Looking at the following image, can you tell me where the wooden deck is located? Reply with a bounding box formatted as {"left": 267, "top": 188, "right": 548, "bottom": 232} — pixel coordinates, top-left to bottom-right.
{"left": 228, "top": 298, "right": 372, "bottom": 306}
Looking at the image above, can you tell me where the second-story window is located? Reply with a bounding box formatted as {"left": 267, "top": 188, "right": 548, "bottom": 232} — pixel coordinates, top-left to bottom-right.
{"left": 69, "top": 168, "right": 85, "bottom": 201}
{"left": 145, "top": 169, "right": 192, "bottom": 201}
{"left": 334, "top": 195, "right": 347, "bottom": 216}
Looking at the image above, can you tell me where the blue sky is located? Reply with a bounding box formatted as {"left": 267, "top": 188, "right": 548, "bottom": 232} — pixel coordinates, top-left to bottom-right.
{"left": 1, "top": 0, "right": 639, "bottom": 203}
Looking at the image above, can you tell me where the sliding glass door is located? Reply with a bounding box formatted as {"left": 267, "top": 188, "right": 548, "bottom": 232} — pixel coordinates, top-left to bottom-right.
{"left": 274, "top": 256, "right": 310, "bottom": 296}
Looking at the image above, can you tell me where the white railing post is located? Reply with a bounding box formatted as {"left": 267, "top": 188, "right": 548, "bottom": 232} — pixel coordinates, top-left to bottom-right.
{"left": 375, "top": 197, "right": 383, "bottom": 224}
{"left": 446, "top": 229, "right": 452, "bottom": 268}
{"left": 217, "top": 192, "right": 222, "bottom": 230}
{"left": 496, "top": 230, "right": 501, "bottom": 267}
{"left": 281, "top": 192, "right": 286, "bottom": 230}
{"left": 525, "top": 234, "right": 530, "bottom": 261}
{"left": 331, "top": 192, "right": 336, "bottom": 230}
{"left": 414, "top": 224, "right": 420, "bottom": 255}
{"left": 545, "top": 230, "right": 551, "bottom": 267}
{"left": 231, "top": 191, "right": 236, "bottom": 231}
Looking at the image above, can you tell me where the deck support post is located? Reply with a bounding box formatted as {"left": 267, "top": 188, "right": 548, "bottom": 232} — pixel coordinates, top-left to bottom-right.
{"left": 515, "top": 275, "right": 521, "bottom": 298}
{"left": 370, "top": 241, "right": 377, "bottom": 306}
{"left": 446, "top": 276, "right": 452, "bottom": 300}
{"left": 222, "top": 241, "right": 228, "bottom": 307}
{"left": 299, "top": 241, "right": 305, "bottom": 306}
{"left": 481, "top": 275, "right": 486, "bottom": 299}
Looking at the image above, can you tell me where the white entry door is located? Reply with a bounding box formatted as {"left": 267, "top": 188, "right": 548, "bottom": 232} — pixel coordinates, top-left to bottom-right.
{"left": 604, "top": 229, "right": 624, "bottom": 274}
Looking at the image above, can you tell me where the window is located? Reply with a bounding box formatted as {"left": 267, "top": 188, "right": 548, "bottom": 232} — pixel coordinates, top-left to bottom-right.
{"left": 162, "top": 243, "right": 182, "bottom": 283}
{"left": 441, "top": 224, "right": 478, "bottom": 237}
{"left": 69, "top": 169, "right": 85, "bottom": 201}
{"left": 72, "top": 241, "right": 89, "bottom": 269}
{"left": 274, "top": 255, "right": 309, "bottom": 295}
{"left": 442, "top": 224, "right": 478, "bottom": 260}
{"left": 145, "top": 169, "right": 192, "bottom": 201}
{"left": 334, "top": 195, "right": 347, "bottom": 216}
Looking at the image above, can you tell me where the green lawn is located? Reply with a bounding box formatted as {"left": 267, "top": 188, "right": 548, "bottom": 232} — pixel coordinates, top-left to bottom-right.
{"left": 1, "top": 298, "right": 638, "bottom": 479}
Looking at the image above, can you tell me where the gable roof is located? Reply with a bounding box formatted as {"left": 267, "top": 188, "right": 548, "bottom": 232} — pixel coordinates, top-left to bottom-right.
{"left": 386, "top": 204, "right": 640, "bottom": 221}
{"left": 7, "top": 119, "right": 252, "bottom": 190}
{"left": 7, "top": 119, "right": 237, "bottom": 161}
########
## Work required
Set the whole listing down again so that it matches the original exactly.

## Solution
Looking at the following image, can you tell me where the wooden deck is located? Reply with a bounding box formatted as {"left": 267, "top": 188, "right": 548, "bottom": 232} — pixel coordinates, top-left to bottom-right.
{"left": 228, "top": 298, "right": 372, "bottom": 306}
Looking at the image above, can you tell me where the second-story window is located? Reply with a bounding box formatted as {"left": 267, "top": 188, "right": 548, "bottom": 232} — pixel coordinates, top-left to bottom-right.
{"left": 69, "top": 168, "right": 85, "bottom": 201}
{"left": 145, "top": 169, "right": 192, "bottom": 201}
{"left": 334, "top": 195, "right": 347, "bottom": 216}
Looking at the image above, can you tell me where the blue sky is located? Reply with a bounding box formatted as {"left": 267, "top": 188, "right": 548, "bottom": 232} — pixel coordinates, top-left to bottom-right.
{"left": 1, "top": 0, "right": 639, "bottom": 203}
Looking at the image above, can you tell me where the sliding glass door is located? Reply with a bounding box formatted as {"left": 267, "top": 188, "right": 548, "bottom": 232} — pixel coordinates, top-left to bottom-right.
{"left": 274, "top": 256, "right": 310, "bottom": 296}
Looking at the image above, can you tell me where the white railing post is located? Reply with a bounding box formatted as {"left": 267, "top": 188, "right": 548, "bottom": 232} — pixel coordinates, top-left to bottom-right.
{"left": 375, "top": 197, "right": 383, "bottom": 224}
{"left": 446, "top": 229, "right": 452, "bottom": 268}
{"left": 217, "top": 192, "right": 222, "bottom": 230}
{"left": 496, "top": 230, "right": 501, "bottom": 267}
{"left": 281, "top": 192, "right": 286, "bottom": 230}
{"left": 525, "top": 234, "right": 530, "bottom": 261}
{"left": 331, "top": 192, "right": 336, "bottom": 230}
{"left": 414, "top": 224, "right": 420, "bottom": 255}
{"left": 545, "top": 230, "right": 551, "bottom": 267}
{"left": 231, "top": 191, "right": 236, "bottom": 231}
Looking at the image above, can you tell me where the deck support post is located? Reply with a bounding box formatted as {"left": 267, "top": 188, "right": 548, "bottom": 232} — pixel coordinates, top-left to bottom-right.
{"left": 515, "top": 275, "right": 521, "bottom": 298}
{"left": 370, "top": 241, "right": 377, "bottom": 306}
{"left": 446, "top": 276, "right": 452, "bottom": 300}
{"left": 222, "top": 241, "right": 228, "bottom": 307}
{"left": 299, "top": 241, "right": 305, "bottom": 306}
{"left": 481, "top": 275, "right": 486, "bottom": 299}
Looking at the image above, can you tell me where the white entry door is located? Reply with a bounding box formatted as {"left": 267, "top": 188, "right": 548, "bottom": 232} — pixel coordinates, top-left to bottom-right.
{"left": 604, "top": 229, "right": 624, "bottom": 274}
Looking at the image above, can you tell me where the window is located? Reply with a bounding box formatted as {"left": 267, "top": 188, "right": 548, "bottom": 232} — pixel coordinates, top-left to bottom-right.
{"left": 162, "top": 243, "right": 182, "bottom": 283}
{"left": 441, "top": 224, "right": 478, "bottom": 237}
{"left": 69, "top": 169, "right": 85, "bottom": 201}
{"left": 72, "top": 241, "right": 89, "bottom": 269}
{"left": 274, "top": 255, "right": 309, "bottom": 295}
{"left": 442, "top": 224, "right": 478, "bottom": 260}
{"left": 145, "top": 169, "right": 192, "bottom": 201}
{"left": 334, "top": 195, "right": 347, "bottom": 216}
Looking at the image above, can you tell me where the green lawn is located? Reply with a bounding box formatted as {"left": 267, "top": 188, "right": 548, "bottom": 232} — pixel coordinates, top-left to bottom-right.
{"left": 1, "top": 298, "right": 638, "bottom": 479}
Looking at the image above, can you tell me where the gable roof is located? Reply with a bounding box formatted as {"left": 267, "top": 188, "right": 548, "bottom": 232} — pixel coordinates, top-left to bottom-right.
{"left": 386, "top": 204, "right": 640, "bottom": 221}
{"left": 7, "top": 119, "right": 252, "bottom": 190}
{"left": 7, "top": 119, "right": 237, "bottom": 161}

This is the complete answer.